「Please provide the mask of every instance of the farm」を含む行からリストの最後までを、「sample」を「example」に置き換えて書き直してください。それ以外はすべてそのままにすること。

----- リスト -----

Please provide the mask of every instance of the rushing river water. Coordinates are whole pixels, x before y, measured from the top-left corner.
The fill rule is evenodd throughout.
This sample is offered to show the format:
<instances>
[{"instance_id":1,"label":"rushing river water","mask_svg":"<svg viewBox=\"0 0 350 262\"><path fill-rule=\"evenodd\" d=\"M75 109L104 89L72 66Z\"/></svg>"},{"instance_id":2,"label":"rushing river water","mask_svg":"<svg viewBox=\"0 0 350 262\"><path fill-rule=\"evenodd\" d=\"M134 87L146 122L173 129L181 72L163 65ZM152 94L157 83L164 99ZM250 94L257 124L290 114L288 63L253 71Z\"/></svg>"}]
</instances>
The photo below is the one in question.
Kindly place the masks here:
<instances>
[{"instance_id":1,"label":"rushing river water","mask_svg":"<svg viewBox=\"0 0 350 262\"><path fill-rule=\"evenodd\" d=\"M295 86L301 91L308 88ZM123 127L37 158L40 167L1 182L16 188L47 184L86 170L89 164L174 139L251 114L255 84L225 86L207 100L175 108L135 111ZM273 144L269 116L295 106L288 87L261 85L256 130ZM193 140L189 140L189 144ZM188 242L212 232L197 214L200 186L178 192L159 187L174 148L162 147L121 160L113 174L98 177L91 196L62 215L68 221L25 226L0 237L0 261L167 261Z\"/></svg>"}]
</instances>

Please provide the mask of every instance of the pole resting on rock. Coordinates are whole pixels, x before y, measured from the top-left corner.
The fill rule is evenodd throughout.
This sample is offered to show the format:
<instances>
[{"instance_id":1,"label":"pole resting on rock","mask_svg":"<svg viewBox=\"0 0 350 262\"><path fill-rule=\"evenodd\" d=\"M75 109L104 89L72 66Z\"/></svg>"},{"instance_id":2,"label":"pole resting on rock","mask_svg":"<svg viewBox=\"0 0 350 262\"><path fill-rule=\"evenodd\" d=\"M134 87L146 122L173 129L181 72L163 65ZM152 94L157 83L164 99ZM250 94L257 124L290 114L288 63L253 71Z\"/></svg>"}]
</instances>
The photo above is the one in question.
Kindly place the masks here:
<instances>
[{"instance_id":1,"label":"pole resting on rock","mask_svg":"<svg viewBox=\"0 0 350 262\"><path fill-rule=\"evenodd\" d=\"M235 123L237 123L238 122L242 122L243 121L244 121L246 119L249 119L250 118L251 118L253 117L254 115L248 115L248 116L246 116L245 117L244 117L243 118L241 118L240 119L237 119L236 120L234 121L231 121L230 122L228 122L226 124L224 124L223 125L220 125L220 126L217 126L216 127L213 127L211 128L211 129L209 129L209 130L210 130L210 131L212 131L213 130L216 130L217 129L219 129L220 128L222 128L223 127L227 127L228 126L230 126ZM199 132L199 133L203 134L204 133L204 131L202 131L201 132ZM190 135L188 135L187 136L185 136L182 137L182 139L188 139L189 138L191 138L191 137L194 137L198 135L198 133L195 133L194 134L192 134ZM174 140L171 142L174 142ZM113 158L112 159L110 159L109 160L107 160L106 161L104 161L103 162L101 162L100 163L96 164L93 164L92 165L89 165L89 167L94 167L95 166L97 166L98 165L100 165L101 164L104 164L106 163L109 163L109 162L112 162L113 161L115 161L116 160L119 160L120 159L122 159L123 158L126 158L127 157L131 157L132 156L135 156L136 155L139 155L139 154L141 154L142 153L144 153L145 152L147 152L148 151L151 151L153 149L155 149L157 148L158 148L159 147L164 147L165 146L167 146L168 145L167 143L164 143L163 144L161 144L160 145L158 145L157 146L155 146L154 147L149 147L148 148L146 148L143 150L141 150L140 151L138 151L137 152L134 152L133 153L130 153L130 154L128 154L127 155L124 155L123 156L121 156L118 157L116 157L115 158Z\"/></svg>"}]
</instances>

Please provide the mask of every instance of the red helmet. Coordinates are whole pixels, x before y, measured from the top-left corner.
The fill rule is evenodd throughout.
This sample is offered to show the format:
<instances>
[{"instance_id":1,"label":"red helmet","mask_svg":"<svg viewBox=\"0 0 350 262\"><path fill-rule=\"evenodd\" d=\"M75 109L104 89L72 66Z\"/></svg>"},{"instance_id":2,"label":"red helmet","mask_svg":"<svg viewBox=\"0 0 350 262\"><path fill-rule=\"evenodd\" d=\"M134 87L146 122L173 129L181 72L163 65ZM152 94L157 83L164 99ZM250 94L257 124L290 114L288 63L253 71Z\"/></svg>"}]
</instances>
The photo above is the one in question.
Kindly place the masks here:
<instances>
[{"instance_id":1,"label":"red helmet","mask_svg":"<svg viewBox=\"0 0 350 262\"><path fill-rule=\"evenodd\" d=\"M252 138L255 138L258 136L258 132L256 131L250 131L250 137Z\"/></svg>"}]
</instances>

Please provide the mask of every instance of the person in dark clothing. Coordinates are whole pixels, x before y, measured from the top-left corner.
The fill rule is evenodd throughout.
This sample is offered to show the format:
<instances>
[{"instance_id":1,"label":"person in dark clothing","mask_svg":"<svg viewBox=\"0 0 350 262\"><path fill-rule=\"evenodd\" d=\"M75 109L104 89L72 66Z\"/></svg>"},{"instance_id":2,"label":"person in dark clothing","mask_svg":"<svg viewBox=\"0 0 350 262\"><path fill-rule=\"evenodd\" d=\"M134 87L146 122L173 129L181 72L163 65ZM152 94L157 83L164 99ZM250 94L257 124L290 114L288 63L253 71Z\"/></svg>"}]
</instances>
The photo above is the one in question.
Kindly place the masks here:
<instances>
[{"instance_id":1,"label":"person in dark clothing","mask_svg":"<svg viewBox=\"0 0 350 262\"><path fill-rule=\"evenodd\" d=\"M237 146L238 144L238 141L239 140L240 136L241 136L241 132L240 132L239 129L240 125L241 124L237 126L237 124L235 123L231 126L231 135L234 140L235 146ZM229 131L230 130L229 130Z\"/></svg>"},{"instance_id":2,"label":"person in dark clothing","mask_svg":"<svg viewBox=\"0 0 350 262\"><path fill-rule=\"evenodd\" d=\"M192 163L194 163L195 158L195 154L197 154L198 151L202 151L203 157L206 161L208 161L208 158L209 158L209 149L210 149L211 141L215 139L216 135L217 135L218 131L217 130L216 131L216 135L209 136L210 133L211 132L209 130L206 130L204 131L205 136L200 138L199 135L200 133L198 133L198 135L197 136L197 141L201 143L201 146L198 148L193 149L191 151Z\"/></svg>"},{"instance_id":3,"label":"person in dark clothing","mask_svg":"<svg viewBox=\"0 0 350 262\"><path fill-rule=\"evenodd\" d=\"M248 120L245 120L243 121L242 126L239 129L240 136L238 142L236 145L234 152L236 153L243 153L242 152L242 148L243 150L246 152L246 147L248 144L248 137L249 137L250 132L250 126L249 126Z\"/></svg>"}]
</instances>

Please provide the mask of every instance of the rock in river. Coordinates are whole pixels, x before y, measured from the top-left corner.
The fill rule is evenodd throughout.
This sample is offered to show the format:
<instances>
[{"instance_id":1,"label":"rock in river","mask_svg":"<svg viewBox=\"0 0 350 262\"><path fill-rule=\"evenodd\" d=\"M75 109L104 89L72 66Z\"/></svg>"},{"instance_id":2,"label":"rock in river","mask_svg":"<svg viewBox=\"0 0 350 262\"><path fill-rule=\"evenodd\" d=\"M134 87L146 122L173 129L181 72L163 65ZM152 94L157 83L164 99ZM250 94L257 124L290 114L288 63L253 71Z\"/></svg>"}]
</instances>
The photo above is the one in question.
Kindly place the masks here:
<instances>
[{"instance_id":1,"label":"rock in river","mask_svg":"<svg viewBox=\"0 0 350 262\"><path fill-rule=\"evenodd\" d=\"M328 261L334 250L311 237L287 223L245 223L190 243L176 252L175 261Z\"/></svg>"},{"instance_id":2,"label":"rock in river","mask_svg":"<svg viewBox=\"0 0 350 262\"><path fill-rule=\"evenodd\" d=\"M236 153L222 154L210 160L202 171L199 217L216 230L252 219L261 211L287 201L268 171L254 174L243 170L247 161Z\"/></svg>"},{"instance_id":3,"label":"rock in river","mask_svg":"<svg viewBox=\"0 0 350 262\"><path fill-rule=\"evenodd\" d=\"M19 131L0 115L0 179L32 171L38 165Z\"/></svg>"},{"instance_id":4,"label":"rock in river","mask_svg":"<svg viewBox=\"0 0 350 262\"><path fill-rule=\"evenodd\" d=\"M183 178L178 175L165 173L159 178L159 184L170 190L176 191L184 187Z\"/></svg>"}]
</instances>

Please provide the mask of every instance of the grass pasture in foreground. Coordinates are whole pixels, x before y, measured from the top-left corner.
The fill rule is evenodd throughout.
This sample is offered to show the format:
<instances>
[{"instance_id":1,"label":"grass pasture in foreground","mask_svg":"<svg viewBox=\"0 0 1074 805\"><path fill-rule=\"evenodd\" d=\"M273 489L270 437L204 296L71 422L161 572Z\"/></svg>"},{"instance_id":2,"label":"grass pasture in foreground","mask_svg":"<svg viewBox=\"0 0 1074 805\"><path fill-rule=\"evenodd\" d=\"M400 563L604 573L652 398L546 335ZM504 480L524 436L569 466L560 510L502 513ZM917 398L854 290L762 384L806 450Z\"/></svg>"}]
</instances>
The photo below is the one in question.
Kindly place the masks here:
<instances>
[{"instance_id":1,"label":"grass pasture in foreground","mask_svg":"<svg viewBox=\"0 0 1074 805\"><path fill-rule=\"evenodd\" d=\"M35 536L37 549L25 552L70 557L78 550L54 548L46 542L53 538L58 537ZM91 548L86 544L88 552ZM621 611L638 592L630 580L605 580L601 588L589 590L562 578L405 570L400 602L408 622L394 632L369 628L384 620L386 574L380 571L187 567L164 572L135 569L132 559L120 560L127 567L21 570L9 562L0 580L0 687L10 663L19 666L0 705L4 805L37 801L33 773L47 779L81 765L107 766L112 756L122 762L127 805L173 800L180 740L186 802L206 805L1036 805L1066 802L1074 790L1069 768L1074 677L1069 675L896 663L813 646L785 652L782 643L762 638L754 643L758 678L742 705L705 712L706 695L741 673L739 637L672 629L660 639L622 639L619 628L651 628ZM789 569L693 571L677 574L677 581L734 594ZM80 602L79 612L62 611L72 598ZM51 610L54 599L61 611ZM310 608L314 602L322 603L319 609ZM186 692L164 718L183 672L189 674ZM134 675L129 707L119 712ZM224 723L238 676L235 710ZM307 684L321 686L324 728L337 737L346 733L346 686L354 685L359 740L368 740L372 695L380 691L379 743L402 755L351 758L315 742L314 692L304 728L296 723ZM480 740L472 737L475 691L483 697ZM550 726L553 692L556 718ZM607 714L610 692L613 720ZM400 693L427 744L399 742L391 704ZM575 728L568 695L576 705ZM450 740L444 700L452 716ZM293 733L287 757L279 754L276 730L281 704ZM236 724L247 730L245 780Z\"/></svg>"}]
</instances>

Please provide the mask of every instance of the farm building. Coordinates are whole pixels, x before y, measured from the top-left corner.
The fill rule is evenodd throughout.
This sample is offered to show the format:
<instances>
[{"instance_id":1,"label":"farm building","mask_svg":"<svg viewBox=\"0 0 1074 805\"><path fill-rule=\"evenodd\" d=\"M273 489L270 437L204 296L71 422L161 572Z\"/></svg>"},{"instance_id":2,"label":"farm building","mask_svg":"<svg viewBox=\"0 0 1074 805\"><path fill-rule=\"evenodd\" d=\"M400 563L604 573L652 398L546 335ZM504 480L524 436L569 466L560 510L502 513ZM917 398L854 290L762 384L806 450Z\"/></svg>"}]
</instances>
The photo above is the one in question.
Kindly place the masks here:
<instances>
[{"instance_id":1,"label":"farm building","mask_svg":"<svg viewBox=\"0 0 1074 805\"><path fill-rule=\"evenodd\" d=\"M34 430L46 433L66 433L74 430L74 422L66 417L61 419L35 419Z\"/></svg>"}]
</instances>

-----

### [解答文]
Please provide the mask of every instance of the farm building. Coordinates are whole pixels, x before y, measured from the top-left corner.
The fill rule is evenodd throughout.
This example is offered to show the format:
<instances>
[{"instance_id":1,"label":"farm building","mask_svg":"<svg viewBox=\"0 0 1074 805\"><path fill-rule=\"evenodd\" d=\"M273 489L270 437L204 296L71 422L161 572Z\"/></svg>"},{"instance_id":2,"label":"farm building","mask_svg":"<svg viewBox=\"0 0 1074 805\"><path fill-rule=\"evenodd\" d=\"M400 563L604 573L652 398L546 335ZM504 480L524 436L569 466L560 510L502 513ZM917 398L854 290L762 384L806 450Z\"/></svg>"}]
</instances>
The photo above is the one in question.
Kindly place the masks here:
<instances>
[{"instance_id":1,"label":"farm building","mask_svg":"<svg viewBox=\"0 0 1074 805\"><path fill-rule=\"evenodd\" d=\"M34 430L46 433L66 433L74 430L74 422L66 417L61 419L35 419Z\"/></svg>"}]
</instances>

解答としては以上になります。